Action item >> Write out the data below in full, unchanged, minus the images.

Raw data >>
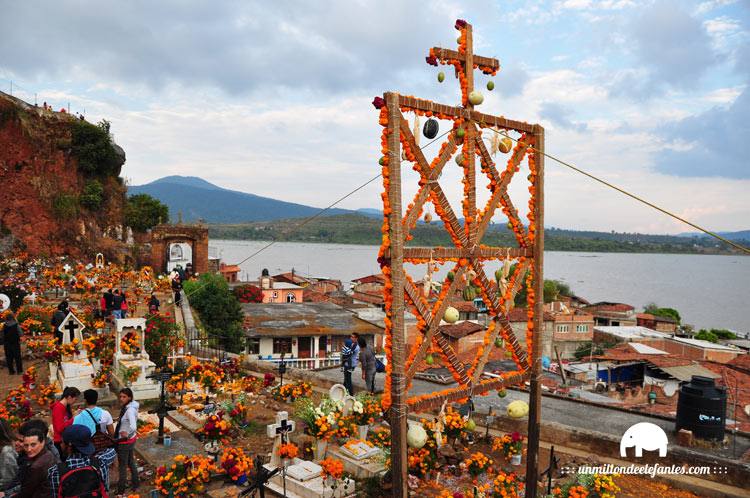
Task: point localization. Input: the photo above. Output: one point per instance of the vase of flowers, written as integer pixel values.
(511, 446)
(321, 446)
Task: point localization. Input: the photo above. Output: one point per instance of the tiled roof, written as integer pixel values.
(379, 278)
(607, 306)
(461, 329)
(656, 318)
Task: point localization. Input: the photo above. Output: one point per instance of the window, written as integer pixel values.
(282, 345)
(253, 345)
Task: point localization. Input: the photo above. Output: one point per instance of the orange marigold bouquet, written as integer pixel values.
(332, 468)
(187, 476)
(288, 451)
(215, 427)
(477, 464)
(236, 464)
(506, 486)
(299, 389)
(510, 444)
(453, 422)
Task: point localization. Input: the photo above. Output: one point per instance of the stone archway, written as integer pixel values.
(186, 244)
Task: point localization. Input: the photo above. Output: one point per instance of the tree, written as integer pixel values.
(94, 149)
(654, 309)
(143, 212)
(92, 195)
(218, 309)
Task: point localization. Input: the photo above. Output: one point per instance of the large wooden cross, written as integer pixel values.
(467, 253)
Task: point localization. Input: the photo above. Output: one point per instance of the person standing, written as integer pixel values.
(39, 460)
(367, 359)
(8, 455)
(57, 318)
(347, 366)
(109, 302)
(92, 478)
(177, 288)
(126, 430)
(124, 306)
(12, 345)
(117, 304)
(62, 414)
(92, 415)
(153, 304)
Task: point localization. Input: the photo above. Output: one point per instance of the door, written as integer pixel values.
(304, 347)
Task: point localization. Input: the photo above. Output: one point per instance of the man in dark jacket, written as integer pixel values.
(57, 318)
(108, 301)
(117, 304)
(12, 344)
(33, 478)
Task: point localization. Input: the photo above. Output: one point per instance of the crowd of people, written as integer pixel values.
(356, 350)
(77, 460)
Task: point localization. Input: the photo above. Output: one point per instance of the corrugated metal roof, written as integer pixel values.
(645, 349)
(703, 344)
(686, 372)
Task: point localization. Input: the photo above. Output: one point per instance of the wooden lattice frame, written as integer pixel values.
(468, 253)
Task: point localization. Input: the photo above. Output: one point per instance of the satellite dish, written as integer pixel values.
(4, 302)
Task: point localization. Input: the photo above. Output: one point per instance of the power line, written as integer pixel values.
(633, 196)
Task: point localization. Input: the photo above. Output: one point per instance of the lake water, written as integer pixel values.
(709, 291)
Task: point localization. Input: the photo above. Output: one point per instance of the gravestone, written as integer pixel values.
(303, 481)
(279, 431)
(75, 370)
(143, 387)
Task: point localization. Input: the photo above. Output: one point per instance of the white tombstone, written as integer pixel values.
(143, 388)
(180, 254)
(77, 370)
(280, 433)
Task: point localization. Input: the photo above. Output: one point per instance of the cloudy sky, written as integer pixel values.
(273, 98)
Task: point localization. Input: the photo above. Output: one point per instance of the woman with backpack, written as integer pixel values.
(367, 359)
(8, 455)
(124, 305)
(126, 430)
(62, 414)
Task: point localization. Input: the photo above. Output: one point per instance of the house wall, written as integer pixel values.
(281, 295)
(519, 329)
(693, 352)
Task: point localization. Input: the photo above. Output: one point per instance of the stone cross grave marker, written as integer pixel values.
(279, 431)
(71, 328)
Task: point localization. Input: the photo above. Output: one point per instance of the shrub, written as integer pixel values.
(92, 146)
(92, 195)
(143, 212)
(218, 309)
(65, 206)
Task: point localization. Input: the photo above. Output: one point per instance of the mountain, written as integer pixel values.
(197, 199)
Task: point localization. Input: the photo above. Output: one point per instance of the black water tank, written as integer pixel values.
(702, 408)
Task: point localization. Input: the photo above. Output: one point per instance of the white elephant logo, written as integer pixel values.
(644, 436)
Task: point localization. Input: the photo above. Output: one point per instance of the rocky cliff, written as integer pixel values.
(60, 190)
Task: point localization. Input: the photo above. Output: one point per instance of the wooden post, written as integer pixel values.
(535, 390)
(399, 462)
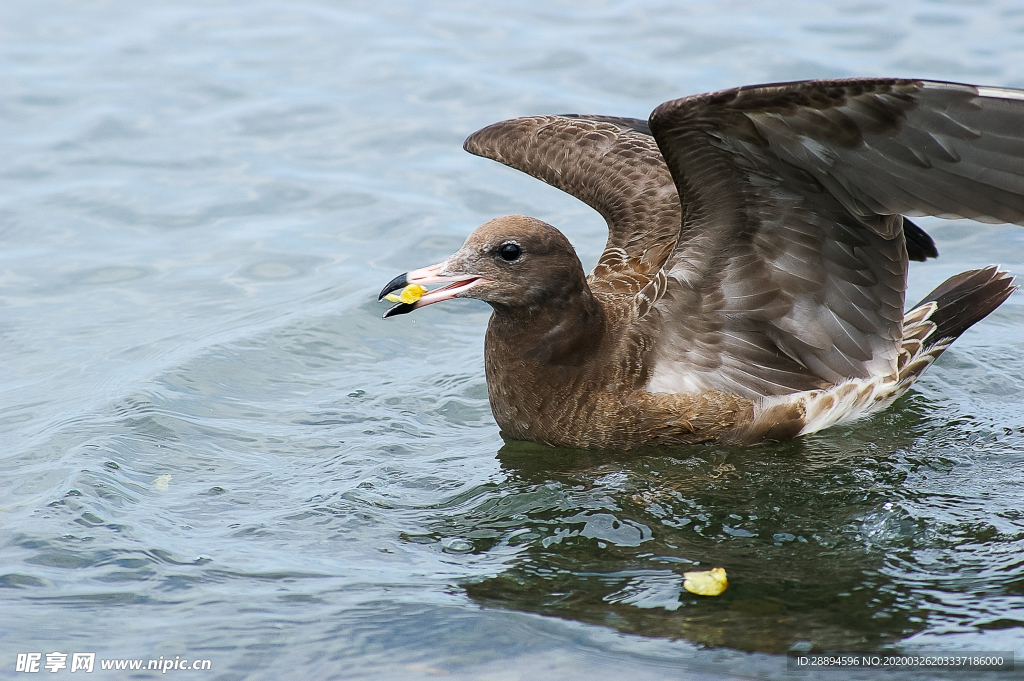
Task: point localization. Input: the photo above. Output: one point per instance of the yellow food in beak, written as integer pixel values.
(708, 583)
(409, 295)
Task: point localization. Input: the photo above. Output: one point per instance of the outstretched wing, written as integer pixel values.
(791, 265)
(612, 165)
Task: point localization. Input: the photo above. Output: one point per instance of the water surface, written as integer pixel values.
(214, 448)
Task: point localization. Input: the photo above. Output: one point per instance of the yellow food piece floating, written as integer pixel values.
(409, 295)
(708, 583)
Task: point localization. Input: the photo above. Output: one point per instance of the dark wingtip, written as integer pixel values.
(400, 308)
(920, 246)
(967, 298)
(398, 282)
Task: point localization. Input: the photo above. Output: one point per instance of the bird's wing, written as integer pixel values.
(612, 165)
(791, 265)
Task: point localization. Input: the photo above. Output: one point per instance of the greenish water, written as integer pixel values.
(214, 448)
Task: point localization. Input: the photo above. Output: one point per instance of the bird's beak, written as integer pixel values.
(457, 285)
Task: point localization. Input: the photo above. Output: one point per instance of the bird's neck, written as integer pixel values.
(539, 362)
(560, 332)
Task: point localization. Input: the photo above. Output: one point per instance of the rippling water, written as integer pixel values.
(214, 448)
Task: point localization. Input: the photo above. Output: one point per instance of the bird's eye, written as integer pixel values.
(510, 252)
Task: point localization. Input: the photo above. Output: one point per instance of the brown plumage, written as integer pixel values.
(752, 287)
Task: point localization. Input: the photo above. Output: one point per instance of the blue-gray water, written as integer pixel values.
(213, 447)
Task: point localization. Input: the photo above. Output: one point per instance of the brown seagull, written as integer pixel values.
(753, 285)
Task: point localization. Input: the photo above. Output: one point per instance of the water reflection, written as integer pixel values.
(802, 527)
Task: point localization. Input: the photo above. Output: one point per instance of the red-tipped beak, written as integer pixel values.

Response area >>
Task: point localization. Input: the photo above. Output: one point per instance of the vase of flowers, written as integer pixel values.
(511, 446)
(321, 446)
Task: point localization. Input: the photo above. Output: one point per instance of the tiled roof, written as integer pixel values.
(379, 278)
(607, 306)
(461, 329)
(656, 318)
Task: point localization. Input: the photo above. Output: one point per instance of the window, written as integer pixel values.
(282, 345)
(253, 345)
Task: point localization. Input: the photo above. Output: one point per instance of the orange marigold bouquet, written as integer pixel values.
(332, 468)
(187, 476)
(288, 451)
(215, 427)
(477, 464)
(236, 464)
(506, 486)
(299, 389)
(510, 444)
(453, 422)
Task: point localization. Input: the photo above. Output: one point per instance of the stone archway, written as integer pixel values.
(186, 244)
Task: point localization. Input: the photo above. Output: one point per instance of the tree, written as integer pixel values.
(94, 149)
(654, 309)
(143, 212)
(92, 195)
(218, 309)
Task: point localization. Input: the photo above. Output: one point per instance of the large wooden cross, written as integer pixel values.
(467, 253)
Task: point localization. Input: the photo above. Output: one point per instance of the person standing, written as integer pixel values.
(39, 460)
(367, 359)
(8, 455)
(57, 318)
(347, 366)
(109, 302)
(92, 478)
(177, 288)
(126, 430)
(124, 306)
(12, 345)
(117, 304)
(62, 414)
(92, 415)
(153, 304)
Task: point localization. Input: the photo above. Output: one point per instance of the door, written as integer pixel values.
(304, 347)
Task: point localization. Input: the photo above. Output: one point per instance of the man in dark jacket, written as integer pixel values.
(57, 318)
(108, 301)
(117, 304)
(12, 344)
(33, 478)
Task: point localization. Input: the photo above. Output: one point per instance of the crowd of people, written as integer pixel values.
(356, 350)
(77, 460)
Task: point localization. Input: the photo above. Output: one point per instance of the corrugated metal roof, written as integer pixel values.
(645, 349)
(703, 344)
(686, 372)
Task: point localization. Input: the photo above. Output: one point per instance of the wooden lattice frame, written as integer pixel values.
(468, 253)
Task: point localization. Input: the photo above. Output: one point per instance of the satellite dish, written as integer pixel values.
(4, 302)
Task: point localization. Input: the photo above. Output: one point per instance of the power line, written as integer pixel values.
(633, 196)
Task: point localization. Input: the photo above. Output: one point per instance of the lake water, written as integer pixel values.
(709, 291)
Task: point localization. Input: the photo above. Output: one point per instance of the gravestone, written as integer pixel values.
(303, 481)
(279, 431)
(75, 370)
(143, 387)
Task: point localization. Input: the photo above. Output: one point per instance of the white tombstone, written as integer pixel values.
(143, 388)
(180, 254)
(77, 370)
(280, 433)
Task: point localization. Input: the photo above. Output: one point per instance of the cloudy sky, written as integer pixel values.
(273, 98)
Task: point localization. Input: the photo above. Output: one point per instance of the woman with backpack, written as integer pixel values.
(367, 359)
(8, 455)
(124, 305)
(126, 430)
(62, 414)
Task: point localization. Input: the photo above. Output: one point per instance of the house wall, written as integer pixel values.
(281, 295)
(519, 329)
(693, 352)
Task: point localization. Input: the photo above. Output: one point per instance of the stone cross grave marker, written as integer pixel values.
(279, 431)
(71, 328)
Task: point localization. Input: the photo above. Output: one point per instance of the shrub, written as integer pixel values.
(92, 146)
(92, 195)
(143, 212)
(218, 309)
(65, 206)
Task: point localization. Input: the photo above. Output: one point per instance of the mountain, written as integer pixel values.
(197, 199)
Task: point localization. Input: the photo above. Output: one point per instance of the black water tank, written as integer pixel values.
(702, 408)
Task: point localization. Input: the photo above. Output: one point per instance of the white elephant logo, written as integer pixel values.
(644, 436)
Task: point localization. Input: the photo above. Output: one point per instance of the rocky cliff, written as integer pixel values.
(60, 190)
Task: point localization. Input: the photo above. Output: one point per instance of the wooden post, written as integer pixel values.
(535, 390)
(399, 462)
Task: point localization. Input: the photo above. Output: one point per instance of the yellow food in beak, written as integer pixel values.
(708, 583)
(409, 295)
Task: point localization. Input: the photo above. Output: one point per instance of the outstretched wing, written as integer pixel values.
(791, 265)
(612, 165)
Task: point localization. Input: the photo above. Output: one point per instance of the water surface, written as integer pixel values.
(214, 448)
Task: point localization. Input: the photo above. Output: one point per instance of the yellow food piece floating, written as integer pixel values.
(409, 295)
(708, 583)
Task: point localization. Input: the photo above. Output: one point per instance of the dark wingtip, written as integer pixel values.
(400, 308)
(920, 246)
(967, 298)
(398, 282)
Task: point localization. Input: the photo above. Output: one point per instance of the bird's wing, written as integer pixel values.
(612, 165)
(791, 265)
Task: point localization. Input: the photo above. Output: one point per instance of the greenish water, written as integer pixel values.
(214, 448)
Task: point localization. Input: the photo above. Output: one point per instance of the bird's beak, written as integer pixel values.
(457, 285)
Task: point localization. Input: the photo above. Output: one point per instance of the bird's neck, written as integer pixel values.
(539, 362)
(560, 332)
Task: point localization. Input: the photo above. Output: one point per instance of the rippling water, written as integer pixel values.
(214, 448)
Task: point localization. Input: the photo above. Output: one point per instance of the bird's eye, written as integer pixel values.
(510, 252)
Task: point localization. Input: the photo above. Output: one point per instance of the brown plumage, written as integer pixel values.
(752, 287)
Task: point localization. Input: the photo above. Output: one point per instance of the blue-gray water, written as integer pixel values.
(213, 447)
Task: point localization. Input: the photo above. Output: one point per instance of the brown seagull, written as integer pixel values.
(753, 285)
Task: point localization. Input: the photo above. Output: one point per instance of the water reflection, written as integer pixel values.
(802, 527)
Task: point localization. Input: the photo above. Output: one point per instance of the red-tipped beak, written as integer pixel values.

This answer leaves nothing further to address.